Rows from a pointing dataset
▼
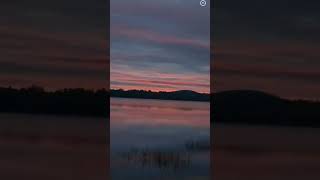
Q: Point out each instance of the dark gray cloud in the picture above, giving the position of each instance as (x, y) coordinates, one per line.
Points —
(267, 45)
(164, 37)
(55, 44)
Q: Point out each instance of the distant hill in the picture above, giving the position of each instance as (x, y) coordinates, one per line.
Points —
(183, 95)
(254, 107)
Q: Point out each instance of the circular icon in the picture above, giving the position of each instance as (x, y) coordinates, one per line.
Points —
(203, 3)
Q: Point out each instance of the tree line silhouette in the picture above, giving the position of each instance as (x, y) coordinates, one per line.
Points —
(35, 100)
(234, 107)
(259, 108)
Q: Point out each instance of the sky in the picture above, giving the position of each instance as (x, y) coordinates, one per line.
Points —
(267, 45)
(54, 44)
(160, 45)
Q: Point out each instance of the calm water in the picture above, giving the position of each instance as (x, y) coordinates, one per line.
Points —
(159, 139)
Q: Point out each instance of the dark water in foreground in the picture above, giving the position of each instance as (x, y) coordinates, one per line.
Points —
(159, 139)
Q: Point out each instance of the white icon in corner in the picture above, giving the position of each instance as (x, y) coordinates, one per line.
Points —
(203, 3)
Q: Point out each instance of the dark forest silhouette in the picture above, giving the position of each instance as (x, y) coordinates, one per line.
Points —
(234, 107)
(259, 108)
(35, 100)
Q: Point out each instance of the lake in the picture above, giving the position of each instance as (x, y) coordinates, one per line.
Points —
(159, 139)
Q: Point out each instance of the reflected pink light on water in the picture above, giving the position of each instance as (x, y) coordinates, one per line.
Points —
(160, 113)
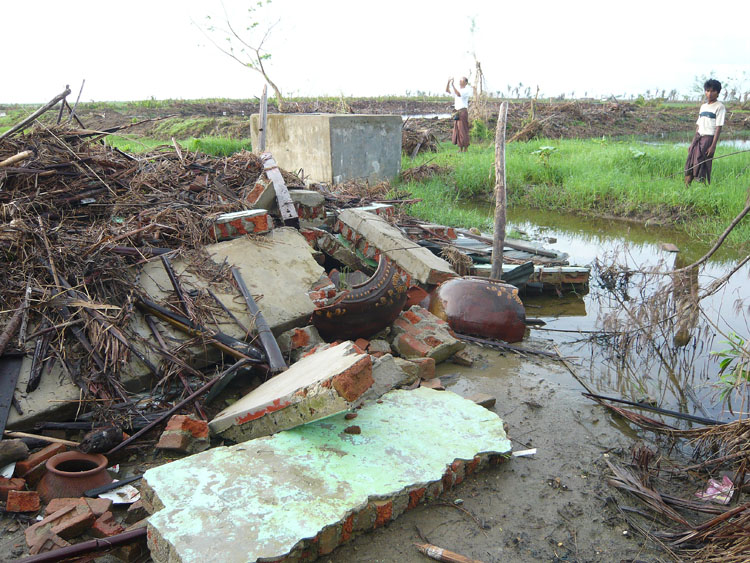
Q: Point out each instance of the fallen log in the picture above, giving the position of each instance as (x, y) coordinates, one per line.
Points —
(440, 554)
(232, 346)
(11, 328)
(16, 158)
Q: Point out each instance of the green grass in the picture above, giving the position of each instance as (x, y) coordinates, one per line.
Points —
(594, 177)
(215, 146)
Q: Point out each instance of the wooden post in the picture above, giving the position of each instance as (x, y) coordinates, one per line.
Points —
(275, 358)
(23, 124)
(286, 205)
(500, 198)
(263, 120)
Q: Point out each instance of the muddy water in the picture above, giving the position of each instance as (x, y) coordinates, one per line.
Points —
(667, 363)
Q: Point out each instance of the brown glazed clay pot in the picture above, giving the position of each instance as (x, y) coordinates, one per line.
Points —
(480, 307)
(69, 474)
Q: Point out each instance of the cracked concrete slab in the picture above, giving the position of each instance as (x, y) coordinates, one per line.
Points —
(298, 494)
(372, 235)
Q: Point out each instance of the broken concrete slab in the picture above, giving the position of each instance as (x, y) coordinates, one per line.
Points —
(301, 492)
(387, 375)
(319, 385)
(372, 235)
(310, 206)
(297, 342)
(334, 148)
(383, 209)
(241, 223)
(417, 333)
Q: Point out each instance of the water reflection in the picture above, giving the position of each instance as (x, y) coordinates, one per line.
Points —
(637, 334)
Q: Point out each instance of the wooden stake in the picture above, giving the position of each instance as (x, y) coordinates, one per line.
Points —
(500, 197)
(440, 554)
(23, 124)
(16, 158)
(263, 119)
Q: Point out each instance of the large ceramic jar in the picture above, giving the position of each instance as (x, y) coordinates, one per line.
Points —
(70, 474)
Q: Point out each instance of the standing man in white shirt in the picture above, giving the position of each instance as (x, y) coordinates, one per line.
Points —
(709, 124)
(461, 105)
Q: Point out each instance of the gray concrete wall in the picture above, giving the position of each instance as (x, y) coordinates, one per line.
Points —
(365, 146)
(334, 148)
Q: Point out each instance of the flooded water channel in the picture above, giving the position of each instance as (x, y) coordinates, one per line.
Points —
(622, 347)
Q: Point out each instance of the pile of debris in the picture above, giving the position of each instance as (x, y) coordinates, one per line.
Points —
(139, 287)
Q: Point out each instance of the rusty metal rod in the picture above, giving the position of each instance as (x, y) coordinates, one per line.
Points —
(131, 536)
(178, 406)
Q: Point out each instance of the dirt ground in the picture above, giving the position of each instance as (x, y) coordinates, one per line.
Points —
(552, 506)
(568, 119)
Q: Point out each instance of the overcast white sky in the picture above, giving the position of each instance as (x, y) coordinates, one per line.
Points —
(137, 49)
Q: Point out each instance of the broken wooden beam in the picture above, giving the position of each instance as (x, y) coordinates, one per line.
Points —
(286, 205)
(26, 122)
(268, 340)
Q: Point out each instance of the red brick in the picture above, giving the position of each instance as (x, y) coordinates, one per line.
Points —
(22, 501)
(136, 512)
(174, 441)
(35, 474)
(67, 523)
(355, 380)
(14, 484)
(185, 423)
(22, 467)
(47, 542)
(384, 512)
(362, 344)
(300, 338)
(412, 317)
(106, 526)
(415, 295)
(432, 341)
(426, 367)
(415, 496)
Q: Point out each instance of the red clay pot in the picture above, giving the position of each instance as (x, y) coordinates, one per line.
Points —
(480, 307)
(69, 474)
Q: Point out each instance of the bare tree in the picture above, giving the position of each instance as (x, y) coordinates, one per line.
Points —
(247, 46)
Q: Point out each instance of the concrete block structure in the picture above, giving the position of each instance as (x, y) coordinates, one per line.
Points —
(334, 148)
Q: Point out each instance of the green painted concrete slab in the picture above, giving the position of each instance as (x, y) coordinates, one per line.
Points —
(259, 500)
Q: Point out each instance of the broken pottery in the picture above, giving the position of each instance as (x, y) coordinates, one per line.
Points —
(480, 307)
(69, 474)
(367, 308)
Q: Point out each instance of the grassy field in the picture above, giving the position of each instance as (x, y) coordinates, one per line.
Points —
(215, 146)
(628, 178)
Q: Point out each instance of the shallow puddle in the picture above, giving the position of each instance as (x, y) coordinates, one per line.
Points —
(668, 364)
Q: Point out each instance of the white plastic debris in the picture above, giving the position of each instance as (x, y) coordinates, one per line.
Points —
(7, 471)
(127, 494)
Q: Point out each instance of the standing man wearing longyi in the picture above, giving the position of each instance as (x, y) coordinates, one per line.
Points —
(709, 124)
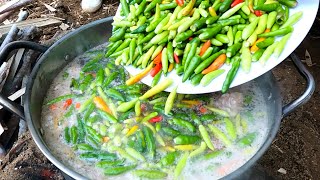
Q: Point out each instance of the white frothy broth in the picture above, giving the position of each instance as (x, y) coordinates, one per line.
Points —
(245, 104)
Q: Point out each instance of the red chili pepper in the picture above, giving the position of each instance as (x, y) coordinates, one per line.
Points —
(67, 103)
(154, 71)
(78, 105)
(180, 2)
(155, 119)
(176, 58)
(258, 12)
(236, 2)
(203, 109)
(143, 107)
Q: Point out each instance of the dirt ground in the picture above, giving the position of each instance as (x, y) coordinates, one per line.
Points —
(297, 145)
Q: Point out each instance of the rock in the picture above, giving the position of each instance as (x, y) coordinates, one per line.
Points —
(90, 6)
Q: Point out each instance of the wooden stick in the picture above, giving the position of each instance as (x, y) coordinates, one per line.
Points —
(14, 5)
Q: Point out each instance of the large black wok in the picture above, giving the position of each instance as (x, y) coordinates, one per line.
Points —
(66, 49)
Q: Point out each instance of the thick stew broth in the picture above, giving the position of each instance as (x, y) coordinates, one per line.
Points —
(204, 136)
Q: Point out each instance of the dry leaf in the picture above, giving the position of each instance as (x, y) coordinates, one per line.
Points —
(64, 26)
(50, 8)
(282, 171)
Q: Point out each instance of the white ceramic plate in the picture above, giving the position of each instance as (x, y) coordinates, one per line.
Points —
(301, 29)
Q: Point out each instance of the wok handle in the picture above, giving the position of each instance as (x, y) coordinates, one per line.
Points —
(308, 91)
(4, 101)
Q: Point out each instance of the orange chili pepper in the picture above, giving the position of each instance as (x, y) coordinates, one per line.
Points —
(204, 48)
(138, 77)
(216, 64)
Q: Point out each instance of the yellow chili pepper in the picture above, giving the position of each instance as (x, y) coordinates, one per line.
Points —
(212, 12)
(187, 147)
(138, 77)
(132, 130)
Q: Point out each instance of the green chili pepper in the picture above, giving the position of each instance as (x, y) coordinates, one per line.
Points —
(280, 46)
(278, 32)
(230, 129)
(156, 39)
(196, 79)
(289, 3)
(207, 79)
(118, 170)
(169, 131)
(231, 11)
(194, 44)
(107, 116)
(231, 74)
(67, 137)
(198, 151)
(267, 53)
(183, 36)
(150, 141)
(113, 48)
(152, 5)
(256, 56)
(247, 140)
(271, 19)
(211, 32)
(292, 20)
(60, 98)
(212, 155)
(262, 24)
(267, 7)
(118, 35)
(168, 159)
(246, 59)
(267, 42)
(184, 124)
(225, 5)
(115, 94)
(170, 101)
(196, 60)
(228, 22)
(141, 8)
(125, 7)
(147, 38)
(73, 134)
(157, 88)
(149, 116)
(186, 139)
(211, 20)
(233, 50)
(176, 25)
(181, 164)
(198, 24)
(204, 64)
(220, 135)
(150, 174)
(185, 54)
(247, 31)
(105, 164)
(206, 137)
▲
- Stated problem
Write out only the final block of lines, starting at the line with "Q: Point out each instance of the green chili" and running to the end of the material.

- Result of this exercise
Q: Point out each instance of the green chili pepper in the picture above, giving the position of each instance as (x, y) coordinates, one per line.
Points —
(280, 46)
(278, 32)
(230, 129)
(156, 39)
(196, 79)
(289, 3)
(207, 79)
(118, 170)
(169, 131)
(231, 11)
(194, 44)
(107, 116)
(231, 74)
(67, 137)
(198, 151)
(267, 53)
(183, 36)
(150, 141)
(113, 48)
(152, 5)
(256, 56)
(247, 140)
(271, 19)
(211, 32)
(292, 20)
(60, 98)
(212, 155)
(262, 24)
(267, 7)
(118, 35)
(168, 159)
(246, 59)
(267, 42)
(184, 124)
(225, 5)
(115, 94)
(170, 101)
(196, 60)
(228, 22)
(141, 8)
(125, 7)
(147, 38)
(73, 134)
(157, 88)
(149, 116)
(186, 139)
(211, 20)
(233, 50)
(176, 25)
(181, 164)
(198, 24)
(204, 64)
(220, 135)
(150, 174)
(185, 54)
(247, 31)
(105, 164)
(206, 137)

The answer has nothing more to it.